━━━━━ Records supplied

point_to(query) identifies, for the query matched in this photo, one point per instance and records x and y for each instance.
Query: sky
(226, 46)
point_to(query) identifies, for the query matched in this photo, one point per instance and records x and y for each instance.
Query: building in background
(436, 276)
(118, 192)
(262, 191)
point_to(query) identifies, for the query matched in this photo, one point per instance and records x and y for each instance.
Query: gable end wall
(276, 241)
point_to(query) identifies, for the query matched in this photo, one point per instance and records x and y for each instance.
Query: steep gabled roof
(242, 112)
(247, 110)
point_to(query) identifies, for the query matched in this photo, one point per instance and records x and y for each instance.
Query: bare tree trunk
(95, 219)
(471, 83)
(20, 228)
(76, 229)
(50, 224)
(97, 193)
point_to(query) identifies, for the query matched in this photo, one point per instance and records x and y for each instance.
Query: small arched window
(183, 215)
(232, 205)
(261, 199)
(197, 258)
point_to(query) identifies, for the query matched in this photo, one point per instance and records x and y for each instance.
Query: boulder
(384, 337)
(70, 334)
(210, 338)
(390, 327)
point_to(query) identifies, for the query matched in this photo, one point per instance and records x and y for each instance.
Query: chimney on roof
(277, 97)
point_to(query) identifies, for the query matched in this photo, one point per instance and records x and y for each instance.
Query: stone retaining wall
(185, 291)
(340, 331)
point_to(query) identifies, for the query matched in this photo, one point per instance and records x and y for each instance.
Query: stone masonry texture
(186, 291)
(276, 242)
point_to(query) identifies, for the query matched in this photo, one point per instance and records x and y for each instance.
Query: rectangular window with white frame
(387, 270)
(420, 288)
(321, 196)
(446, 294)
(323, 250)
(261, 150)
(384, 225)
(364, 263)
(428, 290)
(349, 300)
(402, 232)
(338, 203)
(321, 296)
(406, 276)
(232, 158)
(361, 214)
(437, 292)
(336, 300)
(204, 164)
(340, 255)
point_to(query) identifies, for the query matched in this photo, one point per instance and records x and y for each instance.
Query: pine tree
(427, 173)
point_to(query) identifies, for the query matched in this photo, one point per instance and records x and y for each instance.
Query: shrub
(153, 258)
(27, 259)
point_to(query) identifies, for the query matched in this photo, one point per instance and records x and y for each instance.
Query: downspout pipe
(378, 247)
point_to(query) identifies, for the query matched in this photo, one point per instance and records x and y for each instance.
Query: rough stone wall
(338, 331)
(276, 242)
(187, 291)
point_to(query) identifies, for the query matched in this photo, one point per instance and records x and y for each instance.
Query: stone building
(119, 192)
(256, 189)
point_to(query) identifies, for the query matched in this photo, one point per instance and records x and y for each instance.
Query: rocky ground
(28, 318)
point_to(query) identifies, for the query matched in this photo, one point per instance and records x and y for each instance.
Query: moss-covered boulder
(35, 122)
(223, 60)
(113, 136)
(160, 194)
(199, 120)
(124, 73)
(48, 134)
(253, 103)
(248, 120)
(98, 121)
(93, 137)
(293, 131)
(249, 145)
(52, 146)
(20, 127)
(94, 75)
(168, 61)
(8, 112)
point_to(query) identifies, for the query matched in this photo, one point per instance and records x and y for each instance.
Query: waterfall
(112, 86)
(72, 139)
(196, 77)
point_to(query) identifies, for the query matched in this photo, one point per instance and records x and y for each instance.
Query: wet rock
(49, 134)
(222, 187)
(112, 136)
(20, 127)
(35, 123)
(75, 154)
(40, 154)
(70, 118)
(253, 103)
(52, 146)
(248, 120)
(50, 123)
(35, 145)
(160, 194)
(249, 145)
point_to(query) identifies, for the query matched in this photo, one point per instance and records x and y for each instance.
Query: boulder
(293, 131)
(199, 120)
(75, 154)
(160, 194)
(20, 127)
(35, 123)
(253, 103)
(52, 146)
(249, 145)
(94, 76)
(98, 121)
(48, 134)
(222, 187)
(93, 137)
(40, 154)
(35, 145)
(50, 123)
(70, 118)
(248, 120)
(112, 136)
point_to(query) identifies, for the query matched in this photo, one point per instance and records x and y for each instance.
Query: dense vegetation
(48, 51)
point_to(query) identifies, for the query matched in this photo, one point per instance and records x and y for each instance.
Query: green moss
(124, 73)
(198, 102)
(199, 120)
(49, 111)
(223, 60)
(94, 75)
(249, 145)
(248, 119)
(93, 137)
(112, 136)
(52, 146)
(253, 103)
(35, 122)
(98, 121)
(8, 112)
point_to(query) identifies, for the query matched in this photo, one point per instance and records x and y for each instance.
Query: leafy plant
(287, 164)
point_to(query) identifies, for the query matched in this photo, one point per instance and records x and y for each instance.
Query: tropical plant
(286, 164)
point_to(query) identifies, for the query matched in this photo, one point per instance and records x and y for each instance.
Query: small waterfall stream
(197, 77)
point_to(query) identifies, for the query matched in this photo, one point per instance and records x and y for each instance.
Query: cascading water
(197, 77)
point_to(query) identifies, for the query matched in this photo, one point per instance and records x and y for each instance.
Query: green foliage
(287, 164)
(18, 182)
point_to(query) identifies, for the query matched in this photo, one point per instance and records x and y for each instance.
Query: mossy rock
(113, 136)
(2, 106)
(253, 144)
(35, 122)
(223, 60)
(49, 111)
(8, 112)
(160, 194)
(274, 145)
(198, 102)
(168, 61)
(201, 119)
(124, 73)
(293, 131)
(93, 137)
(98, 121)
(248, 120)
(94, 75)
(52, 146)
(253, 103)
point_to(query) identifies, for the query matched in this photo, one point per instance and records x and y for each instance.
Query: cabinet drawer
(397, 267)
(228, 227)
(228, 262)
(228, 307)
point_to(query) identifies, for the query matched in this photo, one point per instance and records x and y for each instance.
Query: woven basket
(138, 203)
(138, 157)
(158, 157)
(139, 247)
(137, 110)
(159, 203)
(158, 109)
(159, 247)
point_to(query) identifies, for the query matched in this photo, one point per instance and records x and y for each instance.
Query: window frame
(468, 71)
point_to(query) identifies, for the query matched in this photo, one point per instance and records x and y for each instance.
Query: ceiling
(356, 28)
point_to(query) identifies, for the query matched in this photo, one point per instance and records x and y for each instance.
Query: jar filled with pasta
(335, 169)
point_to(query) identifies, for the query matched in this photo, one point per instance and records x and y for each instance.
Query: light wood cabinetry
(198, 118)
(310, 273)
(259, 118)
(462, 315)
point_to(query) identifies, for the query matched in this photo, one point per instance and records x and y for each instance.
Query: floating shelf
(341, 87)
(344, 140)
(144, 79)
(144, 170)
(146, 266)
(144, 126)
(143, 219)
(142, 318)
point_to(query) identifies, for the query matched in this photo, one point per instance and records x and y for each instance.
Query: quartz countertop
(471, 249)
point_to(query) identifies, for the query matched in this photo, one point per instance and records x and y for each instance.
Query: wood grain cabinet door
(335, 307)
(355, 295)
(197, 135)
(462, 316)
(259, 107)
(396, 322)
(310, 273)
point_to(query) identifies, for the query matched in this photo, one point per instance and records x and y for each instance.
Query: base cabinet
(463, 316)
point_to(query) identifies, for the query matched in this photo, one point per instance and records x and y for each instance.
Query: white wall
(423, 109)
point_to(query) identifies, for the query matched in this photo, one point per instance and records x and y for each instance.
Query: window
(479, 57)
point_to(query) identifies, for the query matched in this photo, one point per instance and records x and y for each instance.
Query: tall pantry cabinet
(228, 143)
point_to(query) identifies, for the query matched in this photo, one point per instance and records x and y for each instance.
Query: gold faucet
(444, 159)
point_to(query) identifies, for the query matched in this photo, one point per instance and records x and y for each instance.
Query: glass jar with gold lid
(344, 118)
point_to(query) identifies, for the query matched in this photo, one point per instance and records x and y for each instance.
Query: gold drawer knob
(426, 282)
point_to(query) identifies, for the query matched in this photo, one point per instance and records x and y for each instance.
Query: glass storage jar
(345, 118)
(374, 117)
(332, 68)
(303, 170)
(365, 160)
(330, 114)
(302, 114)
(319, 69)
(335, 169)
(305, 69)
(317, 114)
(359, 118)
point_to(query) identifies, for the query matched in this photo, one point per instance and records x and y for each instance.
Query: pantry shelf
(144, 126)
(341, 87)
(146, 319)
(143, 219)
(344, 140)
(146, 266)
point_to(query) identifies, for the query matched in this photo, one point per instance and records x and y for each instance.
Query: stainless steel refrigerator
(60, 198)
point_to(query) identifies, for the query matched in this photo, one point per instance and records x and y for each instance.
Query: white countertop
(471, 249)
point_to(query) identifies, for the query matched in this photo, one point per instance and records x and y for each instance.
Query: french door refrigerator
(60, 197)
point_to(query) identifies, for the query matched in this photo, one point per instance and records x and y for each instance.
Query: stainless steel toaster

━━━━━━━━━━

Only the lines from the one containing "Query: glass jar with gold lid" through the end of the records above belong in the answer, each exactly as written.

* **Output**
Query: glass jar with gold lid
(344, 118)
point_to(query) identifies, for the query matched in this photo, one point per instance and records x and y for each instance.
Query: gold drawer knob
(426, 282)
point_to(query) identifies, for the query matched in this photo, one point per instance and records x and y for each instance.
Query: glass storage jar
(345, 118)
(374, 117)
(332, 68)
(303, 170)
(365, 160)
(330, 114)
(302, 114)
(319, 69)
(335, 169)
(305, 69)
(317, 114)
(359, 118)
point_to(query) identifies, for the query matched in this photo, one point per instance and records x and y for each instance.
Query: pantry shelf
(144, 126)
(341, 87)
(146, 319)
(143, 219)
(344, 140)
(146, 266)
point_to(query) identifies, for the query matched in this photo, one point per instance and records x and y for each instance.
Query: stainless steel refrigerator
(60, 198)
point_to(query) identifies, for the query matched in this photo, one point per instance and records x and y for each instance.
Query: white countertop
(471, 249)
point_to(query) identifies, for the query matched in this photo, one point per instance and records x and y for each instance.
Query: french door refrigerator
(60, 197)
point_to(query) identifies, for the query matched in this photo, one point per instance and records x and y for each instance.
Query: stainless steel toaster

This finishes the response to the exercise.